▶ WHAT TO DO
Copy all lines in the data that contain the string "cylindrical".

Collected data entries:
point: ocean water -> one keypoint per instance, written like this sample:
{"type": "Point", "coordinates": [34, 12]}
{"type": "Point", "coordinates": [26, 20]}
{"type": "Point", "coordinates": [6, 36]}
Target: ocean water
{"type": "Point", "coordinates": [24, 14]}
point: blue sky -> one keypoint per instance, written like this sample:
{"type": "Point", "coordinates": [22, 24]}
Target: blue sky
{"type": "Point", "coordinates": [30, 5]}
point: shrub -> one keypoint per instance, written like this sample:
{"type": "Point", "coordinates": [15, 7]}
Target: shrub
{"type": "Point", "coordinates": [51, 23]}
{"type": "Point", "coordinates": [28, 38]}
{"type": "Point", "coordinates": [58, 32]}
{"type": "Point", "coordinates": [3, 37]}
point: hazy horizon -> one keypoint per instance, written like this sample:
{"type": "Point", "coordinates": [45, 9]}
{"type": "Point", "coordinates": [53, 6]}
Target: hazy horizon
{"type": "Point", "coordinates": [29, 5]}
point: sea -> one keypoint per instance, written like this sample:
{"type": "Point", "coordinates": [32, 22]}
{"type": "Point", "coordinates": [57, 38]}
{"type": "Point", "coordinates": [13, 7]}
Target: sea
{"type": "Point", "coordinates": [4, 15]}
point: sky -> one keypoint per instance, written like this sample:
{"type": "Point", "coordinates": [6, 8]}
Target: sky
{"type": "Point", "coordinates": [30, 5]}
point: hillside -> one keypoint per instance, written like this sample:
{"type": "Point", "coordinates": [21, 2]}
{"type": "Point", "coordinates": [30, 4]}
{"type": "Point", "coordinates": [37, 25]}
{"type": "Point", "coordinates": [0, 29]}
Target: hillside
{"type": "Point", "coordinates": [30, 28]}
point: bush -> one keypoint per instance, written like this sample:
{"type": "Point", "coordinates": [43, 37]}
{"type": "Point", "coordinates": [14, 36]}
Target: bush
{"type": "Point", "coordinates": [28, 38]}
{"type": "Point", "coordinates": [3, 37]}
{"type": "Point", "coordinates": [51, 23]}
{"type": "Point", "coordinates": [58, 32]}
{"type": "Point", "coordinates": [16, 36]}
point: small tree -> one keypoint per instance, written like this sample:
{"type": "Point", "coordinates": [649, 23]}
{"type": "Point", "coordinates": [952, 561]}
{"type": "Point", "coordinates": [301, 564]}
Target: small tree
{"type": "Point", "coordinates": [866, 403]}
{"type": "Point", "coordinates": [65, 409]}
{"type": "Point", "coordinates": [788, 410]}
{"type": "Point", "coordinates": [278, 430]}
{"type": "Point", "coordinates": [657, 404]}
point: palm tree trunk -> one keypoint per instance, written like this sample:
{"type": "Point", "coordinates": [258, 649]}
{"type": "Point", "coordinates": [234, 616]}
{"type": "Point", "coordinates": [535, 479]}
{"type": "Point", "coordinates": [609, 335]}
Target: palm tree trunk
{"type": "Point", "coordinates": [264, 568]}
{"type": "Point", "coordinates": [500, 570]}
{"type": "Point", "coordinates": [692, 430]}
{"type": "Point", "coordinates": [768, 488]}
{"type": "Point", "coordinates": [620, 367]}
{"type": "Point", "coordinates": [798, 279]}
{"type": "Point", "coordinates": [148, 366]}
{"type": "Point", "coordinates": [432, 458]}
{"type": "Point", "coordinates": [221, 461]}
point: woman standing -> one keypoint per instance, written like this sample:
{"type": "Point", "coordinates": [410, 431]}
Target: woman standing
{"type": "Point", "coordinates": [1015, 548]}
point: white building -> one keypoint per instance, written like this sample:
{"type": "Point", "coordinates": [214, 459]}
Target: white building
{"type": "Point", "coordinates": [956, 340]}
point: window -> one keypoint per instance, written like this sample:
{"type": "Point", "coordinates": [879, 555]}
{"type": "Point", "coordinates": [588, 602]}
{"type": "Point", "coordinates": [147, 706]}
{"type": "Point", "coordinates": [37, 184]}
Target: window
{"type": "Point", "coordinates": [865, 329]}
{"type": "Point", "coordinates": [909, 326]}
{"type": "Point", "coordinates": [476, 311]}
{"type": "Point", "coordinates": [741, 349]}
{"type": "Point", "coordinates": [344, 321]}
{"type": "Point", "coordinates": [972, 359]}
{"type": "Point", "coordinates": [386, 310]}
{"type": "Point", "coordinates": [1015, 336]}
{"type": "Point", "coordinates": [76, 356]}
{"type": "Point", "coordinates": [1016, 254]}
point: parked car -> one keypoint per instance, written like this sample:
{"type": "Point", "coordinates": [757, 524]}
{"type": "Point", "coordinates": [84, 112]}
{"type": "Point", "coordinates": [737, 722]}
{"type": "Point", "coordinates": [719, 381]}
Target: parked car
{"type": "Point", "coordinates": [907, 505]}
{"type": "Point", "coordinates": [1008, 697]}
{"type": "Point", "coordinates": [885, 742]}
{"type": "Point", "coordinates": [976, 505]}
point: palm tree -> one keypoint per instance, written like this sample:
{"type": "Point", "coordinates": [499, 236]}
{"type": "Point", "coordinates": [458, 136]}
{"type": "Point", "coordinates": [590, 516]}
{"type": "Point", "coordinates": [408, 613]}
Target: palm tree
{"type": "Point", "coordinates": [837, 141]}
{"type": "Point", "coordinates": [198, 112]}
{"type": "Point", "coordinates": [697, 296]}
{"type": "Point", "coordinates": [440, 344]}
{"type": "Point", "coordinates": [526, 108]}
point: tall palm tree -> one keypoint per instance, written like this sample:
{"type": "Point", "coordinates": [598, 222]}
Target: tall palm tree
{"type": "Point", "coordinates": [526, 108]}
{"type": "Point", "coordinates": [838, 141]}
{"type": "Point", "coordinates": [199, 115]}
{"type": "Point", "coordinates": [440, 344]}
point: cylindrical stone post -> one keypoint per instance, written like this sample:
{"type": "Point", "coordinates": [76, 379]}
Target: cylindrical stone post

▶ RESULT OF THE TASK
point: cylindrical stone post -> one keypoint per instance, written like this sample:
Target: cylindrical stone post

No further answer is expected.